TASK REQUIREMENTS:
Rewrite these lines with "headrest" changed to "seat back" and everything else kept the same, and leave the pictures out of your answer.
━━━ TASK DATA
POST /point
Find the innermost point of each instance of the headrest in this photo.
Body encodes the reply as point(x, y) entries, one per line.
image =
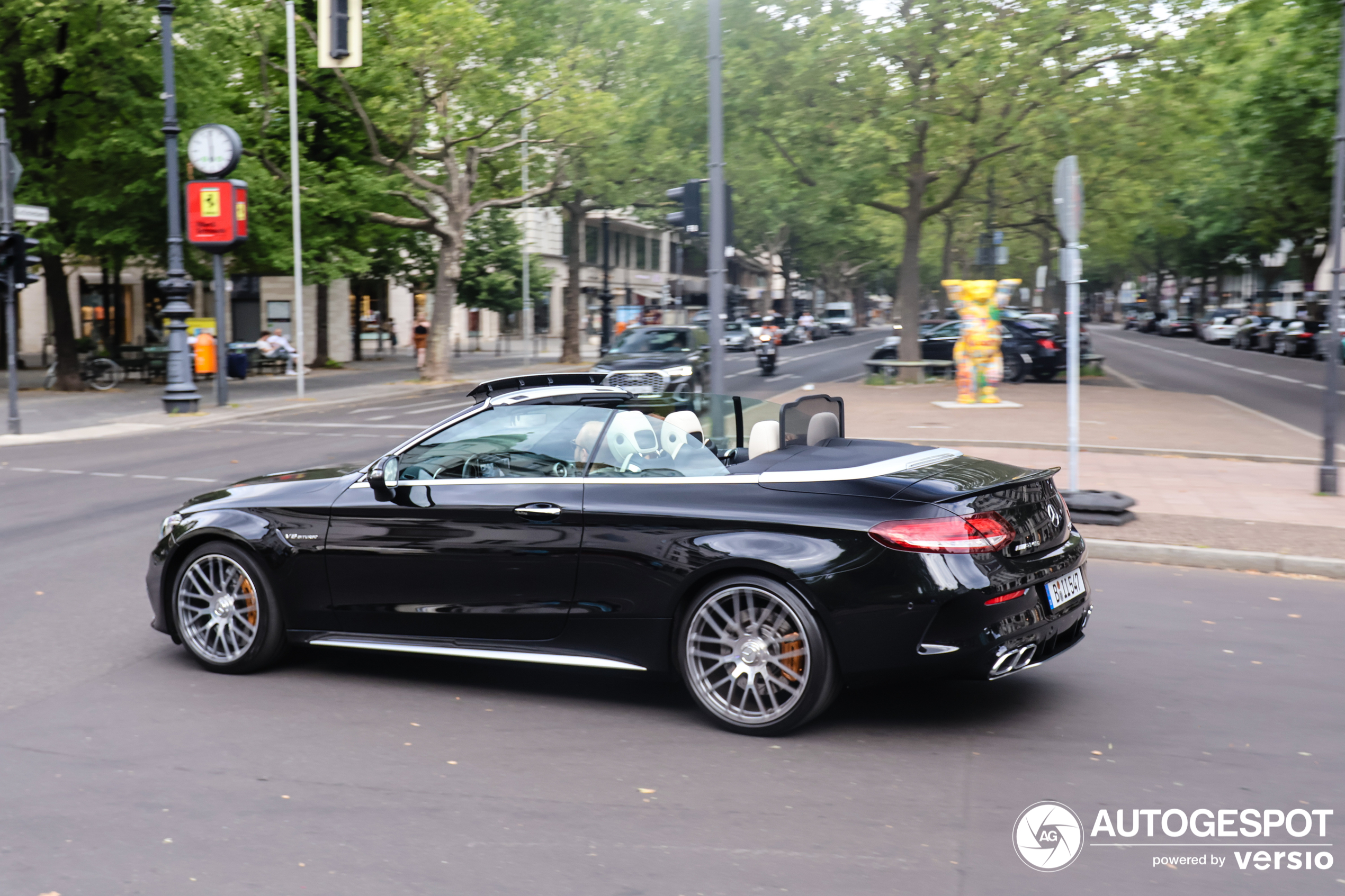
point(766, 437)
point(823, 426)
point(629, 435)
━━━━━━
COMPLETE RESPONSE:
POST /point
Find the innermost point of each instance of the seat back in this photo.
Body encodes the reply as point(x, y) entries, one per line.
image =
point(766, 437)
point(823, 426)
point(629, 435)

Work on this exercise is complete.